Text passage:
***

# torts and cucumber.



## immiexxo (Aug 26, 2015)

Does anybody else feed their tort cucumber?
I've read that it's not beneficial other than to get a bit more water into the tort however my tortoise seems to refuse to eat anything unless I give him small amounts of cucumber with his food or rub the cucumber on the weeds so he thinks he's eating cucumber. 

His previous owner said it was his favorite food however if it's not beneficial, I want to try and wean him off of it. 

Any ideas on how cucumber will be affecting him?
Thank you


----------



## johnandjade (Aug 26, 2015)

immiexxo said:


> Does anybody else feed their tort cucumber?
> I've read that it's not beneficial other than to get a bit more water into the tort however my tortoise seems to refuse to eat anything unless I give him small amounts of cucumber with his food or rub the cucumber on the weeds so he thinks he's eating cucumber.
> 
> His previous owner said it was his favorite food however if it's not beneficial, I want to try and wean him off of it.
> ...





your right, basically just gets water into them. 'coating' other foods in the juice is a good trick, just gradually reduce amount. 

torts will sometimes go without eating due to changes etc, sometimes bit of tough love is needed. if not eating just ensure you soak regularly.

***

Given data:
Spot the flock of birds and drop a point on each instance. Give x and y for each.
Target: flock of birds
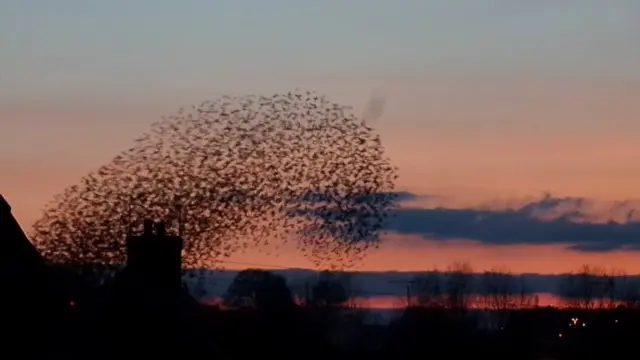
(232, 174)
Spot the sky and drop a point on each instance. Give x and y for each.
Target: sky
(490, 104)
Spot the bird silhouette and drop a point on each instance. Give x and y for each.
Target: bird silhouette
(234, 174)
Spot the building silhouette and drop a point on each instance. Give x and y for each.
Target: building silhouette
(31, 304)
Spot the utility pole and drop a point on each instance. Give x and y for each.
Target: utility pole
(408, 284)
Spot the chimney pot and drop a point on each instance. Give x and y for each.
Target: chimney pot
(148, 227)
(160, 229)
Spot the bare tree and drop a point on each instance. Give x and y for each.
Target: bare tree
(498, 289)
(459, 286)
(590, 287)
(502, 293)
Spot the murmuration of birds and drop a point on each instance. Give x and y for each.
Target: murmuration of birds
(233, 174)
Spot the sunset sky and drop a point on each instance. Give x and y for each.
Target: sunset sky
(490, 104)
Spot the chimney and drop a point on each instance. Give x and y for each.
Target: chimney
(148, 227)
(155, 257)
(160, 229)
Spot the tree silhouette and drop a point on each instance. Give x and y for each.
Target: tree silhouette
(258, 289)
(232, 174)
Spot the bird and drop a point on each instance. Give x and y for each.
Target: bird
(241, 172)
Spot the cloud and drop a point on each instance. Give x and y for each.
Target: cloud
(581, 224)
(551, 220)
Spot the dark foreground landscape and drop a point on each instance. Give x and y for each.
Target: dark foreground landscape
(144, 309)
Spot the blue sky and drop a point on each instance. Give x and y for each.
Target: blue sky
(72, 45)
(485, 98)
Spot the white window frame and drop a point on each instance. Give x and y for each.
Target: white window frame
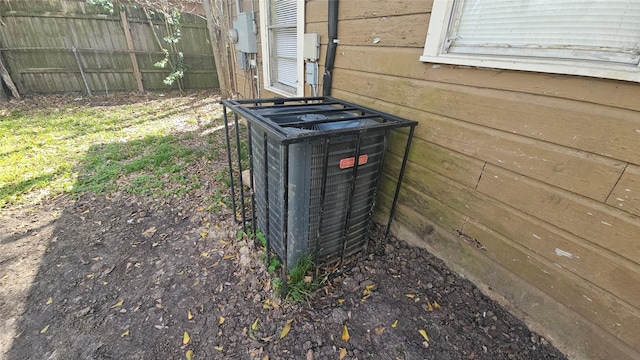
(266, 44)
(435, 44)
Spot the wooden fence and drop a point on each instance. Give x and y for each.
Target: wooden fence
(69, 46)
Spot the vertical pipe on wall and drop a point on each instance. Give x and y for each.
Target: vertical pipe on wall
(331, 47)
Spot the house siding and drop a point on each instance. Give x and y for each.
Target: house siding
(526, 183)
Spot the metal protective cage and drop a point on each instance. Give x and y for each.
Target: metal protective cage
(308, 193)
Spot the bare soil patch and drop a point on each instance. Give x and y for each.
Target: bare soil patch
(126, 276)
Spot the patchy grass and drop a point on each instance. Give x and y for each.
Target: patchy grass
(138, 144)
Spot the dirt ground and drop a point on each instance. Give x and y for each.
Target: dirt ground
(125, 276)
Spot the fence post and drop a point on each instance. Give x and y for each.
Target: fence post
(84, 78)
(132, 51)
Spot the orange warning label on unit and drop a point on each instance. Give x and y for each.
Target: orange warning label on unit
(349, 162)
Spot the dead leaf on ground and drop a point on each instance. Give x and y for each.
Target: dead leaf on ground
(424, 334)
(429, 307)
(286, 329)
(345, 333)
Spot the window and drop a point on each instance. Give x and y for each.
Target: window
(598, 38)
(282, 25)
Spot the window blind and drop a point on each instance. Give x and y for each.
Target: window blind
(283, 47)
(591, 30)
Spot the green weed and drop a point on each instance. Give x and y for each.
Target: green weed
(132, 147)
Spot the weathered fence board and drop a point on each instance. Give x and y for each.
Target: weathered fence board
(38, 38)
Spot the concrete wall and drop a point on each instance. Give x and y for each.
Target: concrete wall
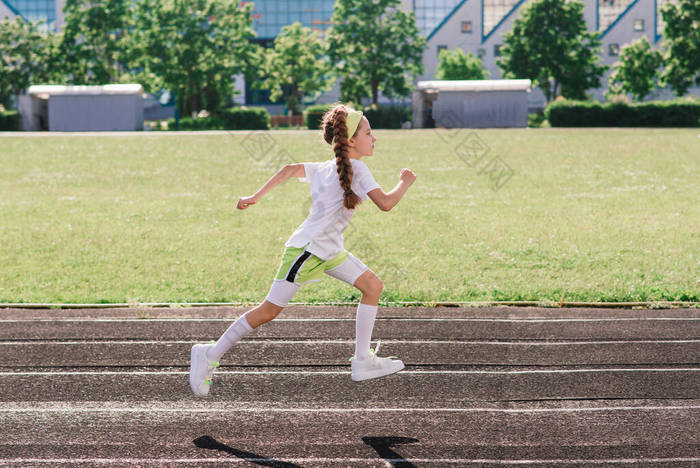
(85, 113)
(483, 109)
(5, 12)
(622, 32)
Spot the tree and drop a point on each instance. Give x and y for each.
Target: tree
(456, 65)
(682, 44)
(637, 71)
(550, 44)
(95, 42)
(374, 46)
(194, 48)
(25, 55)
(295, 66)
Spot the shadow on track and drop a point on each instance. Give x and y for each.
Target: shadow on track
(383, 447)
(208, 442)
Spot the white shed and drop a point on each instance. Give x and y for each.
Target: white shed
(82, 108)
(471, 103)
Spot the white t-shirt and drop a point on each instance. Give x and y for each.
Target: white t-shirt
(323, 228)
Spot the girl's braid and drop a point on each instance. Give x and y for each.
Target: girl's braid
(334, 125)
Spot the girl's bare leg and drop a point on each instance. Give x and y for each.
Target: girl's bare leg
(371, 287)
(263, 313)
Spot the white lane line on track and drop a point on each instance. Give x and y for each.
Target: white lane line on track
(412, 372)
(371, 461)
(315, 342)
(523, 320)
(348, 410)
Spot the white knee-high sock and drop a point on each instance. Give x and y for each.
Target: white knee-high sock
(364, 324)
(234, 333)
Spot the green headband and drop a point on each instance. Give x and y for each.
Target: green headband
(352, 121)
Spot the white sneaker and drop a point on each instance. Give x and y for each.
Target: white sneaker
(201, 369)
(373, 366)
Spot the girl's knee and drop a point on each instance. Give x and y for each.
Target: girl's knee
(369, 283)
(264, 313)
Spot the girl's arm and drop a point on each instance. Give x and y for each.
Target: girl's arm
(288, 171)
(386, 201)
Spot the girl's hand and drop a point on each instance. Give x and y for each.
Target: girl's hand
(407, 176)
(245, 202)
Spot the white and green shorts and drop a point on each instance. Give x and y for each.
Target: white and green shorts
(299, 267)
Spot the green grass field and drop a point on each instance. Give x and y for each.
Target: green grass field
(588, 215)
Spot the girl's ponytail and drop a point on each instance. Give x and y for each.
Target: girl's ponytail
(335, 132)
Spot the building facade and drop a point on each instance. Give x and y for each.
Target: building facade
(476, 26)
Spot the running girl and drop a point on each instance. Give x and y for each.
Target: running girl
(316, 247)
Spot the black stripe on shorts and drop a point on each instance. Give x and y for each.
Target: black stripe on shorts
(291, 276)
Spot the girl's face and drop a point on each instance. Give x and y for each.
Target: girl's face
(362, 144)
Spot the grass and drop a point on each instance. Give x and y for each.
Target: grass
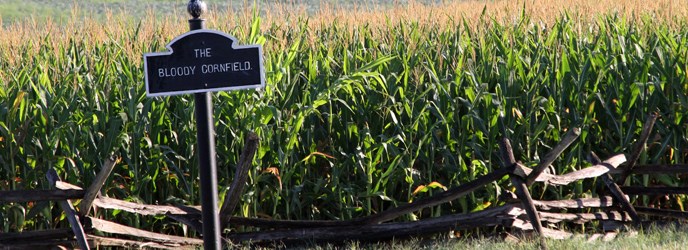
(361, 112)
(652, 238)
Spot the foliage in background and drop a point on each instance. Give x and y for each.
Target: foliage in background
(356, 117)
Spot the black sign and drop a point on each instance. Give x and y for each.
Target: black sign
(203, 61)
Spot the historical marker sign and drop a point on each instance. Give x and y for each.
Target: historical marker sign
(203, 61)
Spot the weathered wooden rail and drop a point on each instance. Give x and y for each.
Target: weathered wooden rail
(520, 212)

***

What to do:
A. In the forum thread about feeding a tortoise cucumber, what did the tortoise's previous owner say about cucumber?
B. In the thread on tortoises and cucumber, swap "weeds" for "dandelions" and write out the passage beginning at "# torts and" and stopping after "be affecting him?".
C. Pick up the forum thread on tortoises and cucumber after its final sentence and continue it.

In response:
A. The previous owner said cucumber was his favorite food.

B.
# torts and cucumber.



## immiexxo (Aug 26, 2015)

Does anybody else feed their tort cucumber?
I've read that it's not beneficial other than to get a bit more water into the tort however my tortoise seems to refuse to eat anything unless I give him small amounts of cucumber with his food or rub the cucumber on the dandelions so he thinks he's eating cucumber. 

His previous owner said it was his favorite food however if it's not beneficial, I want to try and wean him off of it. 

Any ideas on how cucumber will be affecting him?

C.
I'd suggest continue as you are, 'coating' new food types in cucumber juice as just slowly reduce to trick your tort into eating the good foods


----------



## Yvonne G (Aug 26, 2015)

Cucumber is not harmful. As long as the ratio of cucumber to beneficial greens is correct, you can keep adding it to every meal. I grate a cucumber into the bowl of chopped weeds and greens and mix it all up. This guarantees the babies will "eat their vegetables," so to speak!


----------



## immiexxo (Aug 26, 2015)

Yvonne G said:


> Cucumber is not harmful. As long as the ratio of cucumber to beneficial greens is correct, you can keep adding it to every meal. I grate a cucumber into the bowl of chopped weeds and greens and mix it all up. This guarantees the babies will "eat their vegetables," so to speak!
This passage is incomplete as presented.